_The task:_
Retype the records in full, and please keep the pictures out of the copy.

Region pointing data
Segment Open

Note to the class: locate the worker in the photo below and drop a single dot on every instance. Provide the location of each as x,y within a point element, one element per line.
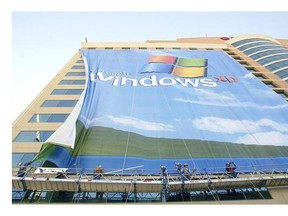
<point>186,171</point>
<point>62,193</point>
<point>23,168</point>
<point>98,171</point>
<point>230,168</point>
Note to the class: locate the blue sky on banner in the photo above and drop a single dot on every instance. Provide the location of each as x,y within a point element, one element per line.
<point>44,41</point>
<point>211,109</point>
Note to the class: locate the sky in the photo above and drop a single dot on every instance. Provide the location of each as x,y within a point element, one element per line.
<point>43,42</point>
<point>39,37</point>
<point>160,104</point>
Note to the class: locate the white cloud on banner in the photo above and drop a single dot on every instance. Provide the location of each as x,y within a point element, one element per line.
<point>132,122</point>
<point>206,97</point>
<point>230,126</point>
<point>264,138</point>
<point>141,124</point>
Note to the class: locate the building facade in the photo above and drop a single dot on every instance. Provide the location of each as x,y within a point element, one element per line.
<point>265,57</point>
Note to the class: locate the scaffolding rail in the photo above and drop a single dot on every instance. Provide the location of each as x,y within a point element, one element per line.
<point>163,183</point>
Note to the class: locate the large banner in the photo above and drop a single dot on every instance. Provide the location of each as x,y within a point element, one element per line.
<point>160,107</point>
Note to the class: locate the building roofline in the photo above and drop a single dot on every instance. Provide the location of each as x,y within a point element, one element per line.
<point>247,36</point>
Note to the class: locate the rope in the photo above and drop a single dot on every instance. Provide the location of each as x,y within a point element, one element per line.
<point>183,140</point>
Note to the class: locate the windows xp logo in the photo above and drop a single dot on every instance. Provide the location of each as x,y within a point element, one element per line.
<point>181,67</point>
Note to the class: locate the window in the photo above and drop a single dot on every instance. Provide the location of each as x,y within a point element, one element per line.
<point>253,50</point>
<point>59,103</point>
<point>282,73</point>
<point>277,65</point>
<point>67,91</point>
<point>72,82</point>
<point>49,118</point>
<point>250,45</point>
<point>78,67</point>
<point>270,85</point>
<point>269,52</point>
<point>21,157</point>
<point>282,94</point>
<point>238,43</point>
<point>272,58</point>
<point>75,74</point>
<point>33,136</point>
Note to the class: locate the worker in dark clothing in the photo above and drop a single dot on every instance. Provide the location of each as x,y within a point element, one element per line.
<point>23,169</point>
<point>186,172</point>
<point>98,171</point>
<point>61,175</point>
<point>230,168</point>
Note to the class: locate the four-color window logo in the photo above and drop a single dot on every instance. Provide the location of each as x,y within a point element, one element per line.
<point>181,67</point>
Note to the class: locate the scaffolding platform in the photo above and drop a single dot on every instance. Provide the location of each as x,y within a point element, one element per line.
<point>148,183</point>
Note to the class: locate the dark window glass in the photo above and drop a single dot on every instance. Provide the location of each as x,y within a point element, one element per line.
<point>238,43</point>
<point>49,118</point>
<point>72,82</point>
<point>75,74</point>
<point>270,85</point>
<point>282,73</point>
<point>59,103</point>
<point>33,136</point>
<point>256,44</point>
<point>67,91</point>
<point>273,58</point>
<point>250,51</point>
<point>78,67</point>
<point>269,52</point>
<point>282,94</point>
<point>20,157</point>
<point>277,65</point>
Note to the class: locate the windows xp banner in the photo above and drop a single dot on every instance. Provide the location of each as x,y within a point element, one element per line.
<point>153,108</point>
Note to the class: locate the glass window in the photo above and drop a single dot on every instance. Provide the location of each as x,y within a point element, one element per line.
<point>20,157</point>
<point>75,74</point>
<point>59,103</point>
<point>33,136</point>
<point>78,67</point>
<point>67,91</point>
<point>282,94</point>
<point>282,73</point>
<point>49,117</point>
<point>277,65</point>
<point>269,52</point>
<point>256,44</point>
<point>272,58</point>
<point>238,43</point>
<point>253,50</point>
<point>270,85</point>
<point>72,82</point>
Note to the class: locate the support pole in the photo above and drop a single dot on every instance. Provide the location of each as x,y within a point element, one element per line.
<point>164,177</point>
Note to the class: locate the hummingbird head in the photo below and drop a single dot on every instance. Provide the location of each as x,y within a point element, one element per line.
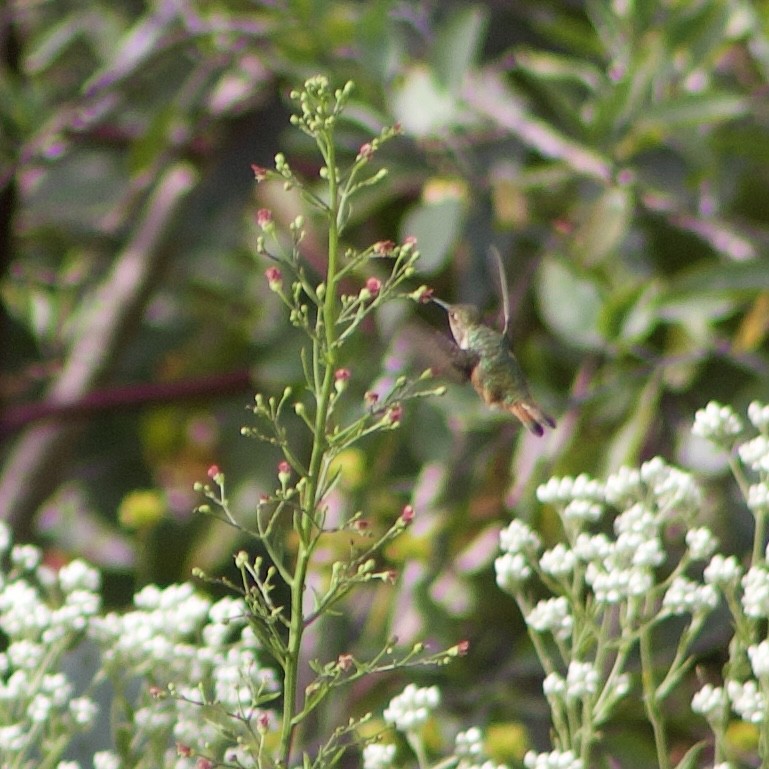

Segment Closed

_Exercise output:_
Note to the class: locate the worker in the photo below and drop a single dot on every instance. Provide the location of each as x,y within a point element, one element per line.
<point>186,171</point>
<point>62,193</point>
<point>23,168</point>
<point>98,171</point>
<point>230,168</point>
Note to the class: locate the blue sky on banner in the photo above and drop a single dot on every instance. Provide the location of each as x,y within a point element, one element per line.
<point>44,41</point>
<point>211,109</point>
Note to the class: locate the sky in the photo above and drop a single dot on every instance. Provide the location of each as x,y within a point element, one element per line.
<point>43,42</point>
<point>39,37</point>
<point>160,104</point>
Note to the class: locate the white cloud on banner in the photo above and drop a single dot on every instance. Provide the location of each as x,y within a point element, one element per line.
<point>132,122</point>
<point>206,97</point>
<point>230,126</point>
<point>264,138</point>
<point>141,124</point>
Note to the class: locate the building facade in the photo above and drop a single dot on every instance. Provide the location of each as x,y within a point element, one element per line.
<point>265,57</point>
Note to the class: locate the scaffolding rail in the photo above and drop a single dot on every instance. Provide the location of each as x,y within a point element, one element per line.
<point>163,183</point>
Note to the class: locate the large banner in the photo above and drop a single dot on every instance. Provide the location of each as x,y within a point element, one element per line.
<point>160,107</point>
Note to the class: locate the building roofline in the photo above and drop a single dot on every instance. Provide the location of each as x,y within a point element, one element per line.
<point>247,36</point>
Note to the class: locate the rope in the photo above and drop a single dot on every instance. Provide the location of each as x,y within a point element, one element per line.
<point>183,140</point>
Note to the class: locate the windows xp logo in the photo above and drop a single dot on every instance. Provide the location of each as x,y within a point element, one element per line.
<point>181,67</point>
Note to the class: locate the window in the photo above and drop a single dot on every instance. Provide the location of each as x,y within a point element, one element per line.
<point>253,50</point>
<point>59,103</point>
<point>282,73</point>
<point>277,65</point>
<point>67,91</point>
<point>72,82</point>
<point>49,118</point>
<point>250,45</point>
<point>78,67</point>
<point>270,85</point>
<point>269,52</point>
<point>21,157</point>
<point>282,94</point>
<point>238,43</point>
<point>272,58</point>
<point>75,74</point>
<point>33,136</point>
Note to the class: locate the worker in dark clothing in the photo above and drop a single dot on every instance. Provide the location of each as x,y within a point element, one element per line.
<point>23,169</point>
<point>186,172</point>
<point>98,171</point>
<point>61,175</point>
<point>230,168</point>
Note to the class: locate the four-color window logo in the photo above and drop a single dot on every instance. Provide the location of each as x,y within a point element, one element per line.
<point>181,67</point>
Note to the class: locate the scaffolding platform in the photo above and drop a single dot on every instance. Provide the location of each as x,y within a point element, one element per line.
<point>148,183</point>
Note to the class: locate the dark window glass in the photo above and drop a single dot on every instance. Provide the location of each as x,y within a point element, one element per line.
<point>238,43</point>
<point>49,118</point>
<point>72,82</point>
<point>75,74</point>
<point>270,85</point>
<point>282,73</point>
<point>59,103</point>
<point>33,136</point>
<point>256,44</point>
<point>67,91</point>
<point>273,58</point>
<point>250,51</point>
<point>78,67</point>
<point>269,52</point>
<point>282,94</point>
<point>20,157</point>
<point>277,65</point>
Note to the class: locate the windows xp banner in the photo above and drop a single dot on every instance. Provide the location of each as x,y within a point element, one element per line.
<point>153,108</point>
Note to the class: locate the glass window in the photo above and drop a single dot on every instance. Provide the location of each as x,y within a point element, one element per line.
<point>20,157</point>
<point>75,74</point>
<point>59,103</point>
<point>33,136</point>
<point>78,67</point>
<point>67,91</point>
<point>282,94</point>
<point>282,73</point>
<point>49,117</point>
<point>277,65</point>
<point>269,52</point>
<point>256,44</point>
<point>272,58</point>
<point>238,43</point>
<point>253,50</point>
<point>270,85</point>
<point>72,82</point>
Note to the class: locate the support pole in the photo above and drop a single dot on every instance. Provide the location of each as x,y within a point element, one element per line.
<point>164,177</point>
Note to the class: locate the hummingbird head in the photo below and drop a single dot on every instance. Provide the location of each as x,y within a point element, one element per line.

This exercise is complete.